▶ _Text_
###
Third, at the end of the programme, our colleague Goran Erfani conducted in-depth qualitative interviews with ten of the programme’s PhD participants, providing an opportunity for them to reflect on the programme and its impact on their development.

Fourth, we have used our own reflection on these materials, and our mentoring of other professional PhD candidates,Footnote 5 to develop a series of ‘practice stories’ that we present here to capture some of the specific challenges facing professional doctoral candidates in their process of knowledge construction.

An early version of our paper, and the individual stories within it, have been shared with the (current/former) PhD candidates concerned. This was intended not only as a process of verification and ethical good practice, but also to trigger further discussion and explicit reflection on these challenges, thereby further deepening our own understanding how they were experienced, and helping us to discuss possible means to overcome them.

The rest of the paper draws on this material and is divided into four sections. First, we introduce briefly the professional doctoral candidates whose experiences we reflect on. We then address in turn three challenges that emerged as common elements of their progress through their PhDs. These are: How can candidates create critical distance to reflect on their own professional practice? What are the opportunities and limitations in turning professional experience into data? How can candidates be supported when their research produces sensitive or unsettling findings? All three link to our two underlying questions about knowledge production and positionality, and although we address them in the order in which they are likely to emerge as candidates’ central concerns, all can (re)surface at any stage in the PhD process.
###
[Dataset excerpt]
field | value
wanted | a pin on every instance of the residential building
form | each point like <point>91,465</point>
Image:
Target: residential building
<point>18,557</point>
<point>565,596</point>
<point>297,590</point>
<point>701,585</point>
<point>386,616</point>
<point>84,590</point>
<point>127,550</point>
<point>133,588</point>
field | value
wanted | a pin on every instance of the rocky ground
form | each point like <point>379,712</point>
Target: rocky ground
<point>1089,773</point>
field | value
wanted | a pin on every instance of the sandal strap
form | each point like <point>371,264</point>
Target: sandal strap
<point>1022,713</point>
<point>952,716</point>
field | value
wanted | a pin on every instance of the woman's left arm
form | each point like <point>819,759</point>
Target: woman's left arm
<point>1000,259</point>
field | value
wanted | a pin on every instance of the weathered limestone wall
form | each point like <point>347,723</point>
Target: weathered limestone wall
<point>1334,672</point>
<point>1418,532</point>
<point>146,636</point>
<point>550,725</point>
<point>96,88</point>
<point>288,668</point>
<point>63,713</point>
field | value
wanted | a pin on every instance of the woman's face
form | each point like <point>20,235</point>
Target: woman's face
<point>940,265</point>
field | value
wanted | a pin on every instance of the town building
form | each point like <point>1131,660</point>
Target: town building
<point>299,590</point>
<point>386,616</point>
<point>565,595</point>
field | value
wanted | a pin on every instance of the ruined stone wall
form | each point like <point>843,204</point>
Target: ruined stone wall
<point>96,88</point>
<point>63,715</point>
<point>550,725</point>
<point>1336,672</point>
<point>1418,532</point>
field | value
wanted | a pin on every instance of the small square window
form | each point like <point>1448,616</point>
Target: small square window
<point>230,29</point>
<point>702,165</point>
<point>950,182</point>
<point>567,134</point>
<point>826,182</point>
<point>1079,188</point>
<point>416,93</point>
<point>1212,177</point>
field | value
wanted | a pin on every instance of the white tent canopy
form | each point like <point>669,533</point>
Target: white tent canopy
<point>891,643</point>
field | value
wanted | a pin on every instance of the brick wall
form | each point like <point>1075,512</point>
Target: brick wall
###
▶ _Exercises_
**a.** Translate this sentence from the text about professional PhD candidates into Spanish: "The rest of the paper draws on this material and is divided into four sections."
**b.** Write the next part of the text about professional PhD candidates, picking up after its last sentence.

▶ _Outputs in order_
**a.** El resto del artículo se basa en este material y se divide en cuatro secciones.

**b.**
Professional Candidates as Knowledge Mediators

We begin by briefly introducing the professional doctoral candidates we worked with in producing this paper, prior professional experience being central to both knowledge production and positionality. Table 1 summarises who they are and how the PhD relates to their (previous) professional roles, along with our relationships with them. Our first eight candidates participated within the PhD exchange programme as doctoral researchers; in addition, Sarah (a former PhD student at Sheffield, and a colleague at Wits) was a co-designer of that programme.

Table 1 Profile of PHD candidates referred to in the text

Although the high concentration of professional candidates within the exchange programme is explained by the background research programme to which the South African candidates were linked,Footnote 6 the range of professional roles here would be indicative of student backgrounds in many planning schools with large PhD intakes, and where beginning a doctorate mid-career (in some cases sponsored by a candidate’s home government) is commonplace.Footnote 7 This diversity of prior experience can directly shape the hybrid knowledge that professionals can produce, but it also adds another layer to the transformations of identity and positionality many researchers undergo through the PhD process.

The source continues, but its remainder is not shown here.